Dabei ist es natürlich Geschmackssache, ob man sich eine derartige Figur gerne als Protagonisten etwa drei Stunden ansieht. Unablässiges Zittern und Zagen sind auf Dauer schon eine etwas einseitige Figurenzeichnung, auch wenn Beau aufgrund diverser haarsträubender Ereignisse und inmitten von Charakteren, die zumeist nahe am Durchdrehen sind, tatsächlich allen Grund hat, sich ständig zu fürchten. Denn auch wenn er auf der irrwitzigen Reise zum Begräbnis seiner Mutter mal Glück hat und auf freundliche Menschen trifft, steht die nächste alptraumhafte Wendung meist schon vor der Tür. Bei aller schauspielerischen Erfahrenheit von Phoenix sind hier doch die Nebencharaktere das Salz in der Suppe.

Das Horrorgenre, das seine vorhergehenden Werke Hereditary und Midsommar geprägt hat, macht hier ein wenig Platz zugunsten eines gar nicht so leicht einzuordnenden Mischwesens aus Psychogramm und Abenteuerfilm. Aber in Form zahlreicher alptraumhafter Wendungen bleibt es doch stark präsent, so dass Fans seiner bisherigen Filme auch hier goldrichtig sind. Das beginnt schon mit Beaus Wohngegend, in der sich psychisch angeschlagene Menschen im Drogenrausch auf der Straße gegenseitig abmurksen. Aber auch sein dauergrinsender Therapeut wirkt wie einem Alptraum entsprungen.

* Vorliegende Angaben:
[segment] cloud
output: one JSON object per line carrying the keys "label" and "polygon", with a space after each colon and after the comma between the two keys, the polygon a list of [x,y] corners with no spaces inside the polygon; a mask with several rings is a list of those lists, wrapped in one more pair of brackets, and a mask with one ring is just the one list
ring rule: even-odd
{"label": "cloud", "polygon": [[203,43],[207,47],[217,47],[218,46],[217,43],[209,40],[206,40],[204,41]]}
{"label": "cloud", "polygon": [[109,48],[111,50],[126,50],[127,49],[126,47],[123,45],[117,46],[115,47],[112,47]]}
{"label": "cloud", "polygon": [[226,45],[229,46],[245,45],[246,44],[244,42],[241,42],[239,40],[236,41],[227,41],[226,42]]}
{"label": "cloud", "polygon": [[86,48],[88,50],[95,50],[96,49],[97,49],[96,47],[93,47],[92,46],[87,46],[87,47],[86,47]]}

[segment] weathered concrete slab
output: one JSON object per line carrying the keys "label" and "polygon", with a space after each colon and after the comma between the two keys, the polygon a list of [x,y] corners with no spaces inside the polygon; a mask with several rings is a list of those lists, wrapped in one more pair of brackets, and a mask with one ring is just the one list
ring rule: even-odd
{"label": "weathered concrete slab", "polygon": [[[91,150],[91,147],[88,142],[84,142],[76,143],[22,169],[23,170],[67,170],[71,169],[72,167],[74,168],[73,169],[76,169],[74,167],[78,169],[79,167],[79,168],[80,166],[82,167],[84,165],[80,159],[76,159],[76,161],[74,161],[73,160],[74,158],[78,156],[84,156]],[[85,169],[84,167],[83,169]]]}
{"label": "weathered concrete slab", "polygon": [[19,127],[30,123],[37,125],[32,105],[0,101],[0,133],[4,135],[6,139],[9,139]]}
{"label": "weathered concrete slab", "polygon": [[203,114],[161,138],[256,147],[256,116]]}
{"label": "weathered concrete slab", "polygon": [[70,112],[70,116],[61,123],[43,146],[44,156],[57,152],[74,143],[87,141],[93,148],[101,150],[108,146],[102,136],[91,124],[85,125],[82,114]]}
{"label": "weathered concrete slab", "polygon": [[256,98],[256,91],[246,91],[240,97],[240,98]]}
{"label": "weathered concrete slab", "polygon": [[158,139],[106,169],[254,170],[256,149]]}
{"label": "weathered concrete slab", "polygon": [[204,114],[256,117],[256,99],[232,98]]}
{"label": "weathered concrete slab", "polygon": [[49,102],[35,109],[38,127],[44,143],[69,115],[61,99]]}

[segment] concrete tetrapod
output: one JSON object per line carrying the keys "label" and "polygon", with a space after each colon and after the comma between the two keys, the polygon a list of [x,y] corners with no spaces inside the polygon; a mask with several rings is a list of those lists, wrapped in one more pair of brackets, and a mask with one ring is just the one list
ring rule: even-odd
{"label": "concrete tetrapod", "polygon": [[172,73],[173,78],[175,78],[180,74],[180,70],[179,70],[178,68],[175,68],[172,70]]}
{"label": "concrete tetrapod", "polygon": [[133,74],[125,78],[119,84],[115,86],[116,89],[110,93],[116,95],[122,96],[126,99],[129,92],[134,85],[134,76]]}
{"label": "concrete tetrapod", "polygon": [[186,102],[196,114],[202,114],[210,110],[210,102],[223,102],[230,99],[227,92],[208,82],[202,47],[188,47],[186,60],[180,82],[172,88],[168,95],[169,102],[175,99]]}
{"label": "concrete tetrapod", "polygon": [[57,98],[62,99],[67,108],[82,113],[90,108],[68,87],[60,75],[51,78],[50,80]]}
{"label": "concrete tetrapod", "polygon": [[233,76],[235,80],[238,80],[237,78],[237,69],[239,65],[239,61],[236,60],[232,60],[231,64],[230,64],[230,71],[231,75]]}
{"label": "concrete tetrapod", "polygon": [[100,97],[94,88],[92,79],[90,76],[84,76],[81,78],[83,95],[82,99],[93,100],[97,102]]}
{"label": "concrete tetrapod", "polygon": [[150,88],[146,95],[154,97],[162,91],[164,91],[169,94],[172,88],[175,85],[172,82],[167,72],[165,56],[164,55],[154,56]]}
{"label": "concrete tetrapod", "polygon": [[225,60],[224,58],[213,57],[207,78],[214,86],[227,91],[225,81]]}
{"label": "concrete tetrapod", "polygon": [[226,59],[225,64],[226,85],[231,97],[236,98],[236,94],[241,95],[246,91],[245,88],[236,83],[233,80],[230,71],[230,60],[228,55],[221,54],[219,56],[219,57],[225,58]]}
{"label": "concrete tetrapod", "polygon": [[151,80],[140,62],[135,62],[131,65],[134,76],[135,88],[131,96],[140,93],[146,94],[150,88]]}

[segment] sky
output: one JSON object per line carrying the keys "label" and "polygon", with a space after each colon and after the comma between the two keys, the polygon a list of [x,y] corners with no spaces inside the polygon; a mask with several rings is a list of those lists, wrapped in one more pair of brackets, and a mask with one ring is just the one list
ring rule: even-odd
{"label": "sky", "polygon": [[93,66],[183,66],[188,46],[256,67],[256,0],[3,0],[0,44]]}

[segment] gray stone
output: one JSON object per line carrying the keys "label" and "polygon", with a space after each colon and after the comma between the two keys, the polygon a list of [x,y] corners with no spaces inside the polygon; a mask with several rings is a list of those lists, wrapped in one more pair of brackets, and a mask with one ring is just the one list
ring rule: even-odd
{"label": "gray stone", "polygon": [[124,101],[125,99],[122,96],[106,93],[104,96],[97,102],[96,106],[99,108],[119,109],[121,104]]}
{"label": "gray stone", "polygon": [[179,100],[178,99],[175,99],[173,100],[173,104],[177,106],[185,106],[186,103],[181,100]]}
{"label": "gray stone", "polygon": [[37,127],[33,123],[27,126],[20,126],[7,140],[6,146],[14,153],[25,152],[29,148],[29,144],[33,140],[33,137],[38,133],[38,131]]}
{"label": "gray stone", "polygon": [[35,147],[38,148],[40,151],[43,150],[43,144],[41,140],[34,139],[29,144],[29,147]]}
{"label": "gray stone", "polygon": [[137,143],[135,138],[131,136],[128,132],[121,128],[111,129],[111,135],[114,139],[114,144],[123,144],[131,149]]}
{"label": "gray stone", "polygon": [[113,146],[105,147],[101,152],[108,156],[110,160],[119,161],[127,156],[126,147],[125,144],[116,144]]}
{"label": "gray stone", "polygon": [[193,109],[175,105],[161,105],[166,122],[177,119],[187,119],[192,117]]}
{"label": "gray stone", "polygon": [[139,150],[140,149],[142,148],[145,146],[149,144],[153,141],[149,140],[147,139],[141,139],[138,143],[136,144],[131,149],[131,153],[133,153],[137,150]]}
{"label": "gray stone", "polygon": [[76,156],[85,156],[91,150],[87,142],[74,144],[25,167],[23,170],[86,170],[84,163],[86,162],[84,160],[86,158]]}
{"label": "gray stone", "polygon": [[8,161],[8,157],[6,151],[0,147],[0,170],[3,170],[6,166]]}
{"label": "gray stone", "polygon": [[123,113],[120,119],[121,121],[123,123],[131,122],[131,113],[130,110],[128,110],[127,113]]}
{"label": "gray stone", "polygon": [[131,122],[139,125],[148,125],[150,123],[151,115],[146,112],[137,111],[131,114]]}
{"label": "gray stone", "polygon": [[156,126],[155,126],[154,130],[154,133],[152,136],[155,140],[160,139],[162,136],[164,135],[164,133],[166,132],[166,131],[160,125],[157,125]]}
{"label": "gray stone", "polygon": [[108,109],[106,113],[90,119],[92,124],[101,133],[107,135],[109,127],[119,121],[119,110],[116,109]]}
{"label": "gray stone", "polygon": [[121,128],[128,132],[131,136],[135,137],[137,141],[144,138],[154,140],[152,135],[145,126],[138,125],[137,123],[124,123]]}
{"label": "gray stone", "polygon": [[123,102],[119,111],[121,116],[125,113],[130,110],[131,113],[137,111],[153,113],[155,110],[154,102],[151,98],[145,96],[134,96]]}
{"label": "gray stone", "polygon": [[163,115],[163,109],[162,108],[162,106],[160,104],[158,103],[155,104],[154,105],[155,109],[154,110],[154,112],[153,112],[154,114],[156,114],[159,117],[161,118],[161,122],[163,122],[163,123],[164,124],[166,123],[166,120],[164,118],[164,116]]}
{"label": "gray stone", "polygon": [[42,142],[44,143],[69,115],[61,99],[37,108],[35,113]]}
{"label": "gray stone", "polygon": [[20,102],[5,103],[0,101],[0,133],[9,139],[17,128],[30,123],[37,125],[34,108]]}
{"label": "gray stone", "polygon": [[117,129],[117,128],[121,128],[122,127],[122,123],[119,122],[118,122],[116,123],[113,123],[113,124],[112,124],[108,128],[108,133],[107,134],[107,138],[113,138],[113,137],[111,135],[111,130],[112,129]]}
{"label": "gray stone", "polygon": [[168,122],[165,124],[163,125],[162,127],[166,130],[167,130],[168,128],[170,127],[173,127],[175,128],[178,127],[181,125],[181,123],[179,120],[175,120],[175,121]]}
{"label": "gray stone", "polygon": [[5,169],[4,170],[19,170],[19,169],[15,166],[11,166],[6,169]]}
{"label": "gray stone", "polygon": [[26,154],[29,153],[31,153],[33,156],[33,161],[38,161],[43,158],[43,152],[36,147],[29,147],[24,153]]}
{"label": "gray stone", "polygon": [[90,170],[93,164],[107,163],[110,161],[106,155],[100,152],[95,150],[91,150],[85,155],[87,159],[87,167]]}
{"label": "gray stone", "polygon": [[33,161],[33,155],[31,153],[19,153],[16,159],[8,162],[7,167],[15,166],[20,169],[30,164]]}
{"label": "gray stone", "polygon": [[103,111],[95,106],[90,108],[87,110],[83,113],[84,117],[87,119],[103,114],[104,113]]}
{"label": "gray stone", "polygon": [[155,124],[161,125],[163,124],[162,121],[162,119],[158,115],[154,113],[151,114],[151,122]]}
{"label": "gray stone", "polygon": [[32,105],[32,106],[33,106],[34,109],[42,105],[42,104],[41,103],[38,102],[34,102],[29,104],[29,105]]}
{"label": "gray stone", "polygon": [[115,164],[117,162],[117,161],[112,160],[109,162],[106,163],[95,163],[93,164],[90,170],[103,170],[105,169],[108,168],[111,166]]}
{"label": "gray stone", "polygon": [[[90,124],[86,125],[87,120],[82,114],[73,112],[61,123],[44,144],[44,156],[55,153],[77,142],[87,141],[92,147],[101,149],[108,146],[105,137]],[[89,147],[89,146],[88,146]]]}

...

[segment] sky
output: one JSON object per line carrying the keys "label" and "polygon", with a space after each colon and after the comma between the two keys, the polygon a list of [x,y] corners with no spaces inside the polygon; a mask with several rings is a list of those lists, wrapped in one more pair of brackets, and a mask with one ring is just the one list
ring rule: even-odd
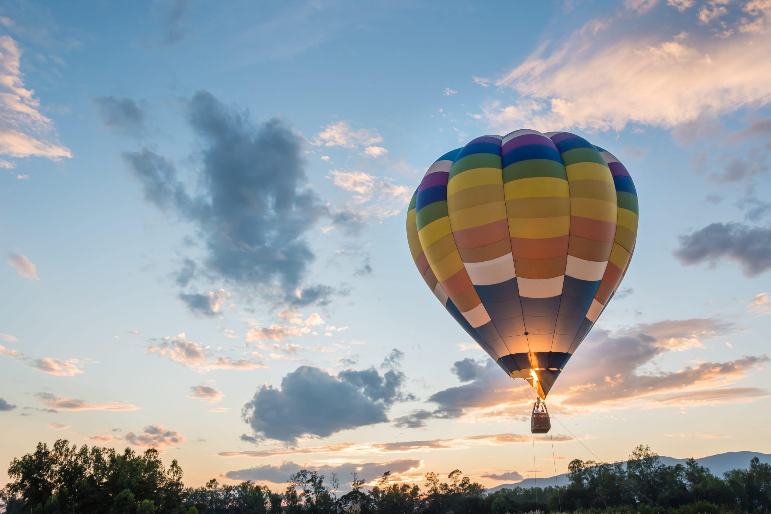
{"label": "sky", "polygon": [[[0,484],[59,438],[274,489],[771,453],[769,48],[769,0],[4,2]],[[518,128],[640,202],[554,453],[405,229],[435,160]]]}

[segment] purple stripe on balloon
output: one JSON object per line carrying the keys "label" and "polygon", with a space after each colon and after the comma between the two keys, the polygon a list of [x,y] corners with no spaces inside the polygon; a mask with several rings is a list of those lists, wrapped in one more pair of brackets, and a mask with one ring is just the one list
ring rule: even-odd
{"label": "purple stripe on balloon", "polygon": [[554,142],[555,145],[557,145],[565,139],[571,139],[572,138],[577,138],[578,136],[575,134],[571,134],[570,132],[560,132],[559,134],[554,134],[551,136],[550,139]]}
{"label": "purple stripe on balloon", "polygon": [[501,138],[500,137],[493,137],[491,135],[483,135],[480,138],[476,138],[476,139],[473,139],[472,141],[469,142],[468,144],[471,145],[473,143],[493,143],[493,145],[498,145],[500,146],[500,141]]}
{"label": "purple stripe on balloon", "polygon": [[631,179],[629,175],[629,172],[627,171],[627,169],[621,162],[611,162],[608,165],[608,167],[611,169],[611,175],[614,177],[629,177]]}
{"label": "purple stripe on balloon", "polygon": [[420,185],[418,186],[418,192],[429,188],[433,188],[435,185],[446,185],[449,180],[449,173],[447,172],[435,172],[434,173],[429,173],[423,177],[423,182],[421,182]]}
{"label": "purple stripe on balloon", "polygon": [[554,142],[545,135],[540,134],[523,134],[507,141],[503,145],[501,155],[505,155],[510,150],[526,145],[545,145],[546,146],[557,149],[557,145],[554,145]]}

* Anhand der Angaben:
(a) Welches Ziel hat Beaus Reise laut der Filmkritik im Ausgangstext?
(b) Führe die Filmkritik zu Beau im Ausgangstext im Anschluss an ihren letzten Satz fort.

* Antworten je Aufgabe:
(a) Das Begräbnis seiner Mutter.

(b)
Hat er die dystopische Umgebung seiner Wohnhölle in einem vermeintlichen Fall von Glück im Unglück hinter sich gelassen, wird von dem freundlichen Ehepaar Roger und Grace aufgenommen und liebevoll behandelt, lauern aber auch hier schon die nächsten Gefahren hinter der heilen Fassade und Beaus Odyssee geht weiter. Dabei bleibt es stets unvorhersehbar, bizarr und bedrohlich. Realität und Angstfantasien sind kaum zu unterscheiden, insbesondere im Finale, das mehr und mehr zu einer Vision von Beaus zerrüttetem Innenleben wird.

Die epische Länge des Films ist durchaus spürbar, aber ebenso ist es faszinierend zu sehen, wohin uns Ari Asters cinematische Reise als nächstes führen wird. Denn vorhersehbar ist der Film nun wirklich an keiner Stelle und überzeugt als wahrhaft epischer Trip durch die Abgründe einer gequälten Psyche, dem sich alle Fans ungewöhnlicher, mutiger und bizarrer Filme anschließen sollten.